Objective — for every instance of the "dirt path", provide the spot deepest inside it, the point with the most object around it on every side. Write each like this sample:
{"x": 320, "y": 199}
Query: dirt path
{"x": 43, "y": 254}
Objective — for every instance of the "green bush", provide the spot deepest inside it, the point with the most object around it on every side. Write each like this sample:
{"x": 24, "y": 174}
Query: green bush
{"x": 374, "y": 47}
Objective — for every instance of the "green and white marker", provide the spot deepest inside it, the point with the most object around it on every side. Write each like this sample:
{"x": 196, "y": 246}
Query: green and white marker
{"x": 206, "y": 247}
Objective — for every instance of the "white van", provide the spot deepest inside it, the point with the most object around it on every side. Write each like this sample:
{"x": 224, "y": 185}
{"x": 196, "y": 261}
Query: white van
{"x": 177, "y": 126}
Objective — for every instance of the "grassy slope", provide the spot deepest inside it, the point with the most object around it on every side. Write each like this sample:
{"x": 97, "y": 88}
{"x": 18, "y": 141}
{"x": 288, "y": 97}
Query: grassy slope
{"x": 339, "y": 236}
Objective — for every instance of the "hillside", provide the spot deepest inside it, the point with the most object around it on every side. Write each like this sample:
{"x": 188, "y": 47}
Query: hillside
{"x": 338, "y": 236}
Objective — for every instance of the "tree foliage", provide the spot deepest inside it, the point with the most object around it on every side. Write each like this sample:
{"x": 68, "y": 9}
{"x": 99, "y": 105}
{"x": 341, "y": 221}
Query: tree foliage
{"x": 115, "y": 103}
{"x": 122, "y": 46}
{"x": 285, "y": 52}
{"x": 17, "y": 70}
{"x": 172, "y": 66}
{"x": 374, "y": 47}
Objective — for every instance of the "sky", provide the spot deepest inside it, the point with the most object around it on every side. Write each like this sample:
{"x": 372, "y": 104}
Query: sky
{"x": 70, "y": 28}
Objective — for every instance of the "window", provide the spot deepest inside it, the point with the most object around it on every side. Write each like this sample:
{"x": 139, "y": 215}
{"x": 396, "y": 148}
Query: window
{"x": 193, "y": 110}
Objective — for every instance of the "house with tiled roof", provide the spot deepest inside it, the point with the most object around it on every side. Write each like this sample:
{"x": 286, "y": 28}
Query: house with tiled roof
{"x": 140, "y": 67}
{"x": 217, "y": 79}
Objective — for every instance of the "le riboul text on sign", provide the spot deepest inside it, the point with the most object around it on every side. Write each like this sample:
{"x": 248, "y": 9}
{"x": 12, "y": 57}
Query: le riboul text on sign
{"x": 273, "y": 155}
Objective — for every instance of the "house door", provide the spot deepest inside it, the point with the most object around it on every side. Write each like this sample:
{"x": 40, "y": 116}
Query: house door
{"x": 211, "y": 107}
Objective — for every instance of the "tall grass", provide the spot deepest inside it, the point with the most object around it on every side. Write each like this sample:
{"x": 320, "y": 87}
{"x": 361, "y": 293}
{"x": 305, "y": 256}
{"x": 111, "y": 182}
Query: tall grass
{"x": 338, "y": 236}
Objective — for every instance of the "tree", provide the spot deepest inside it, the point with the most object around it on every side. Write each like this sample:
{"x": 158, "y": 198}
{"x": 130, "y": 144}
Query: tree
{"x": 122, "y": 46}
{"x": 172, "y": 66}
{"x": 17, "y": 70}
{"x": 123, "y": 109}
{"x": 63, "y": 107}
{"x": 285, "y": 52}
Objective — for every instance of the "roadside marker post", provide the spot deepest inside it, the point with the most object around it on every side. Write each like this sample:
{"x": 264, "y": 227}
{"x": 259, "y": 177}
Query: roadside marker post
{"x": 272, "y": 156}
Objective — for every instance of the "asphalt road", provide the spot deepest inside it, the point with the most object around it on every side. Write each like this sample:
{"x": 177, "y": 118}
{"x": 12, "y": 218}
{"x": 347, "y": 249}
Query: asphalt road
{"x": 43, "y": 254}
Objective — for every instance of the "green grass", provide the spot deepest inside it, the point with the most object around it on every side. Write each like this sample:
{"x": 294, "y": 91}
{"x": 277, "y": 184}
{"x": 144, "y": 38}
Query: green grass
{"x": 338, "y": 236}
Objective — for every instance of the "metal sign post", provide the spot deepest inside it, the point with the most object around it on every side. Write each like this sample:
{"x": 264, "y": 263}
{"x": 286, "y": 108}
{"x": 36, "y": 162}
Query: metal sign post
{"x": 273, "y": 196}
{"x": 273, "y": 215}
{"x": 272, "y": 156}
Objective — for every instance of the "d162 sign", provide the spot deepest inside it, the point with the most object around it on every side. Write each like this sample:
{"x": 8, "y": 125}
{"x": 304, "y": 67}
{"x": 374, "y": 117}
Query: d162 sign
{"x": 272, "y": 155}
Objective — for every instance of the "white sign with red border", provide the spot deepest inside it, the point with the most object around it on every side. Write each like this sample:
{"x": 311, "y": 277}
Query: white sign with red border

━━━━━━

Instructions to follow – Extract every line of the items above that contains the string "door", matching case exactly.

Reply –
Objective — for every instance of the "house door", provide the spot deepest inside it, the point with the most object around it on every side. Write each like this sample:
Query: house door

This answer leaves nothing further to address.